▸ Exercise instructions: Where the line containing "else: point(477, 13)." appears in the records below, begin there and output each line verbatim through the last line.

▸ Referring expression pointing data:
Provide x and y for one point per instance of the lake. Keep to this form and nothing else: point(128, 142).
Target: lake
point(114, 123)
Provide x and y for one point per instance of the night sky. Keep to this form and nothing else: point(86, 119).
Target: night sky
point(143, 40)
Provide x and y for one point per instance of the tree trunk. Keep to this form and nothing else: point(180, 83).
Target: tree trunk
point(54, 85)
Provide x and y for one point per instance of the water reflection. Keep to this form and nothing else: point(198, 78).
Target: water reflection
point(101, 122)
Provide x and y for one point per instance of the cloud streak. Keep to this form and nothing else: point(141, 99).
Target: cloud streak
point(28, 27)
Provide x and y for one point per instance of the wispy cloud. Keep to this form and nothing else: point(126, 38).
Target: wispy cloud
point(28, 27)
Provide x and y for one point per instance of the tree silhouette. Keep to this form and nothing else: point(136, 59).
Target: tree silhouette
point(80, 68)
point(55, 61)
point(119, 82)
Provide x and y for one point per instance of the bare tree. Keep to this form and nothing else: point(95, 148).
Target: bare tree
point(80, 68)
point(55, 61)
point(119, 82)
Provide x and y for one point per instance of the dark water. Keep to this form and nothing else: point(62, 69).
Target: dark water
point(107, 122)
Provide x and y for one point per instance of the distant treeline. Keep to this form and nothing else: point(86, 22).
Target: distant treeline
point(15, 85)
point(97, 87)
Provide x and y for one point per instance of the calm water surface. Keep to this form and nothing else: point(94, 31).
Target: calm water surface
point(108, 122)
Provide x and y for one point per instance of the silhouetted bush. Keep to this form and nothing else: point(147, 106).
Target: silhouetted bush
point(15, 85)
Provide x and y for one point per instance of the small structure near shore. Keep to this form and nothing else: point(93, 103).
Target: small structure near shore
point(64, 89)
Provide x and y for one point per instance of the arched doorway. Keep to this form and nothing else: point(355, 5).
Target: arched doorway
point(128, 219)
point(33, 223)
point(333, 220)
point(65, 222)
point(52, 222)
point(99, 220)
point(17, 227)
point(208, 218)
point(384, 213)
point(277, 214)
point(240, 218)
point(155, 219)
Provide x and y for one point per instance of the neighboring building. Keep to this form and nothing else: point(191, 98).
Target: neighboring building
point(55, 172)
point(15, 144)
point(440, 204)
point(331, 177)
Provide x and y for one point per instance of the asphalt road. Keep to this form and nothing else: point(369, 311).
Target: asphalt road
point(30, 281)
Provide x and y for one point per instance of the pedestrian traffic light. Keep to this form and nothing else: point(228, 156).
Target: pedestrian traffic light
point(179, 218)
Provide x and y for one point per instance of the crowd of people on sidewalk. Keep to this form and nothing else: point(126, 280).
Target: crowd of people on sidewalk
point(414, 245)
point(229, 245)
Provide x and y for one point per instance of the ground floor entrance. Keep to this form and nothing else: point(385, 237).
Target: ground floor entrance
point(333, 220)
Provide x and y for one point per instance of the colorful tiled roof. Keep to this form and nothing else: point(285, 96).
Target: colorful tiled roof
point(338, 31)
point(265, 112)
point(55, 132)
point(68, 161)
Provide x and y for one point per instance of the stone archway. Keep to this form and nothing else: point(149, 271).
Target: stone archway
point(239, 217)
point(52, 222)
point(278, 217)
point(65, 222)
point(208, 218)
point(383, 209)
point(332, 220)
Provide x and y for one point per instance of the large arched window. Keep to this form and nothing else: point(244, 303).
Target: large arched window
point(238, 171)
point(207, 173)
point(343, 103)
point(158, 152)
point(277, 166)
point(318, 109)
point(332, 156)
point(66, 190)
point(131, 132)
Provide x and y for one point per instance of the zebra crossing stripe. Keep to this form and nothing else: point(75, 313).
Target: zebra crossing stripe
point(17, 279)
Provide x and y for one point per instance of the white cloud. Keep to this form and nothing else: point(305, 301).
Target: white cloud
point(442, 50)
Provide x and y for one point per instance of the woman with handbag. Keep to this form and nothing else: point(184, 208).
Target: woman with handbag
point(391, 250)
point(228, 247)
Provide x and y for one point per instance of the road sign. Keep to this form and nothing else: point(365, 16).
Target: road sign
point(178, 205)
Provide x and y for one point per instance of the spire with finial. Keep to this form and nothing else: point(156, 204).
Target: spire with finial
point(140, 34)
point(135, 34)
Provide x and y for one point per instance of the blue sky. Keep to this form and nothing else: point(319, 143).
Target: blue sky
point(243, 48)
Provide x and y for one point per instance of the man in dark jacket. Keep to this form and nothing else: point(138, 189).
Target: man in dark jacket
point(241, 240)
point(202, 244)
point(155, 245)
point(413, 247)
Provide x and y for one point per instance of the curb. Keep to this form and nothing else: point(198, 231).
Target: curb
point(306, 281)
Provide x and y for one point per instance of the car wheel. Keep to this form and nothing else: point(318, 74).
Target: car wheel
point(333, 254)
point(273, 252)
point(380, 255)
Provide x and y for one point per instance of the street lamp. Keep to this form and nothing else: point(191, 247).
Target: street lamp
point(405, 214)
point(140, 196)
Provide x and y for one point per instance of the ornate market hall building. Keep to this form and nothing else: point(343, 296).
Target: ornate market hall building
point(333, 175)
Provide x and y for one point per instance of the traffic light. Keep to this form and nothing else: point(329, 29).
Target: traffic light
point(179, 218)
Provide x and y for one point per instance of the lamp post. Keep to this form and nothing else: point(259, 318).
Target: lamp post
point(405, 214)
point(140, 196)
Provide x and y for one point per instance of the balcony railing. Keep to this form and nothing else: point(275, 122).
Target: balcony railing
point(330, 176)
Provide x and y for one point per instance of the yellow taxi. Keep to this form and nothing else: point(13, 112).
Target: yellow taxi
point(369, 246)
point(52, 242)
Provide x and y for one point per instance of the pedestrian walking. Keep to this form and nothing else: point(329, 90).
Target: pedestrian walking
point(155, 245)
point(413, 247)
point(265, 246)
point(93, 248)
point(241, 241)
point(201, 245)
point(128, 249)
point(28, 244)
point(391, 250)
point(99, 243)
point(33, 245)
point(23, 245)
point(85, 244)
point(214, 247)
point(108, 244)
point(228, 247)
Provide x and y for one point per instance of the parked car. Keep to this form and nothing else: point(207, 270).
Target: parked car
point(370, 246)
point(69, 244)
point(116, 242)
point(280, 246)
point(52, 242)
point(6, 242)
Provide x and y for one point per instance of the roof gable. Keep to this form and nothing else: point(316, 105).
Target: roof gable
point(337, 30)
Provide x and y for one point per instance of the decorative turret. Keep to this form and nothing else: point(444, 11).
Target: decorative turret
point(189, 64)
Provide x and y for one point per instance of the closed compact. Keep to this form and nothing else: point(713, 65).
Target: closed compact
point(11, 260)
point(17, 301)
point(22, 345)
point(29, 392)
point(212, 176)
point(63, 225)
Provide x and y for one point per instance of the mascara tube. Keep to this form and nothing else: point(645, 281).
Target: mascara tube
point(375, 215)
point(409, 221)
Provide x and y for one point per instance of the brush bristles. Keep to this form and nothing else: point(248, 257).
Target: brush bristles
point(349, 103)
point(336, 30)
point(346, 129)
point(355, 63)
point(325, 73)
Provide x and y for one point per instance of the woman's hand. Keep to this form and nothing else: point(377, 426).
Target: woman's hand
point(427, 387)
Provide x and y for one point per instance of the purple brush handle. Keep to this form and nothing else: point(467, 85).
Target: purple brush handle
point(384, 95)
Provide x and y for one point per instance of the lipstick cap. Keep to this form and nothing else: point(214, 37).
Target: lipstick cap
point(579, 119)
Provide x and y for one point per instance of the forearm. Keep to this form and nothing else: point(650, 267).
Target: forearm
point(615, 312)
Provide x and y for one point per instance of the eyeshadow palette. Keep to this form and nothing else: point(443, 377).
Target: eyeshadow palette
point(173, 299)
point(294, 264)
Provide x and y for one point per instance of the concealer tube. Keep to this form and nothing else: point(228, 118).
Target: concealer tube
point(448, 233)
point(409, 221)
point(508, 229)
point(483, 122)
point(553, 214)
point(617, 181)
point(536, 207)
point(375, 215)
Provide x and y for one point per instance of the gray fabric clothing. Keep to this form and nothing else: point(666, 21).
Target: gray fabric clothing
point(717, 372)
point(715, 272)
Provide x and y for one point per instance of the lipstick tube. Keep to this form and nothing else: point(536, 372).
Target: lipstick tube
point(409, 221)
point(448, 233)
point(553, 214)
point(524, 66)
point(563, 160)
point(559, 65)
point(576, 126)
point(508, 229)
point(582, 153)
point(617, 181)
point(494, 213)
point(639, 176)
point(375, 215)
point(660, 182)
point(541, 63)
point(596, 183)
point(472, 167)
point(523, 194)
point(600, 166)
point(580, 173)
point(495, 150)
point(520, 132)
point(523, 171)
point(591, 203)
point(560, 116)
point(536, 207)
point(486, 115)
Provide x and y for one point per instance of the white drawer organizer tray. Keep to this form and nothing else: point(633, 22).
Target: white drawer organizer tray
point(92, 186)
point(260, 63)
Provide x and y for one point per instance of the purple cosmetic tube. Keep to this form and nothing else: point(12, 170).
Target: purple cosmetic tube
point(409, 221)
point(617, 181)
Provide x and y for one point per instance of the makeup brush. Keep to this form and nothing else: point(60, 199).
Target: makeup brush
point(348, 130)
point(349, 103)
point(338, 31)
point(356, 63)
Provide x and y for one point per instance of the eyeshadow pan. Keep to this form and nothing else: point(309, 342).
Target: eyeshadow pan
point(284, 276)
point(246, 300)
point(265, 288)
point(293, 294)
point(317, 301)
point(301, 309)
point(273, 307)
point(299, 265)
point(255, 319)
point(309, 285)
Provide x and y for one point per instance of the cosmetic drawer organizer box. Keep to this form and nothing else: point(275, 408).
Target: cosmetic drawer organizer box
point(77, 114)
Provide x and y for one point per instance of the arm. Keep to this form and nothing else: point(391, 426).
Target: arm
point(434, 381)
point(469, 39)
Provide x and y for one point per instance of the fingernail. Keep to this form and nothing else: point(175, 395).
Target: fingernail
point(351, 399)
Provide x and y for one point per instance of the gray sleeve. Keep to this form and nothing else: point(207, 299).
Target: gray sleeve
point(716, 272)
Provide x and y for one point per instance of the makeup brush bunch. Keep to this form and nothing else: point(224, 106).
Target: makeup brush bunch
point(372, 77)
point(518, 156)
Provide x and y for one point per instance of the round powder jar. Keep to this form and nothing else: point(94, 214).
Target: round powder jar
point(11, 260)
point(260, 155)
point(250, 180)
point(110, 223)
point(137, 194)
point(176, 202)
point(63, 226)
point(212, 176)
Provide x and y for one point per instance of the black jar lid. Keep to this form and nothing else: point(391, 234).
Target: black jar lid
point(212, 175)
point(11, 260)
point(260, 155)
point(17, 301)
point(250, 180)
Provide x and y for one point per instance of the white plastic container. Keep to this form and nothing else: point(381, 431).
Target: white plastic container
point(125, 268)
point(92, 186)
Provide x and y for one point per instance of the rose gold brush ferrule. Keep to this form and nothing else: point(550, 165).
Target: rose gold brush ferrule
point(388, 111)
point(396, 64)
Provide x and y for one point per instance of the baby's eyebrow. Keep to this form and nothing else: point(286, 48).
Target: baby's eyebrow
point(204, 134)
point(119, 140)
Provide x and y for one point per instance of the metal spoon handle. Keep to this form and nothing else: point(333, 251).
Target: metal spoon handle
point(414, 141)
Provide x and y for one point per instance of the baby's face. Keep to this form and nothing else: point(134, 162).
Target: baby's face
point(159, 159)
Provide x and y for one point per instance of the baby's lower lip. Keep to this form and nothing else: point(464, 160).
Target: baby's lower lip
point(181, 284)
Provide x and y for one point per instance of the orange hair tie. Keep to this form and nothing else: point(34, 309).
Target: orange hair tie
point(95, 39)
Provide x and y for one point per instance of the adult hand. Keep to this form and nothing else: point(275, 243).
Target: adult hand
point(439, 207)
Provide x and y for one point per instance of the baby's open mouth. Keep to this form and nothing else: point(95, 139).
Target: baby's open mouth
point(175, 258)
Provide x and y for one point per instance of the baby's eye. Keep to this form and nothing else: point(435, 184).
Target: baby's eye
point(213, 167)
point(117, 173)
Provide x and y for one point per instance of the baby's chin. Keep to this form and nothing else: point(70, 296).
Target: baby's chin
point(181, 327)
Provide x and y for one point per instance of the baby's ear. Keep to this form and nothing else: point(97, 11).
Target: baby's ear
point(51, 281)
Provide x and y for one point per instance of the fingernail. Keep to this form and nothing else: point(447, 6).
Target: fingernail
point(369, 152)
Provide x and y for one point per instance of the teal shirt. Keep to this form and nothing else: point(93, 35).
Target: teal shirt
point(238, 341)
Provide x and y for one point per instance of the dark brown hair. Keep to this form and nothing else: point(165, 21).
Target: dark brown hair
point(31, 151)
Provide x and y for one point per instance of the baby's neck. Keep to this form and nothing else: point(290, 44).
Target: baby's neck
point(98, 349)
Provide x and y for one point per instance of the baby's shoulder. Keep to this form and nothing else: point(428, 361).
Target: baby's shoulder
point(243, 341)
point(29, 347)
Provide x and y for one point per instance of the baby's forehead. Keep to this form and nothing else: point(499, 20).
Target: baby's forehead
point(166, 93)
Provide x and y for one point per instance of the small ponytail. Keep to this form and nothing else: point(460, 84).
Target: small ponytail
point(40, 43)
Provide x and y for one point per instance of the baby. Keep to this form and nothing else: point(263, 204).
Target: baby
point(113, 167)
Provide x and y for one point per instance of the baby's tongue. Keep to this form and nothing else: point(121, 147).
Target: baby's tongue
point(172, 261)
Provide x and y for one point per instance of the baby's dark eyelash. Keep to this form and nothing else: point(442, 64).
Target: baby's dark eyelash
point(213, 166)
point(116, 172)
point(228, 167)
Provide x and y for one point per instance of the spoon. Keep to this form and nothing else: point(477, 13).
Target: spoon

▸ Reply:
Provide x and y for one point per instance of the spoon. Keep to this form and nothing else: point(477, 13).
Target: spoon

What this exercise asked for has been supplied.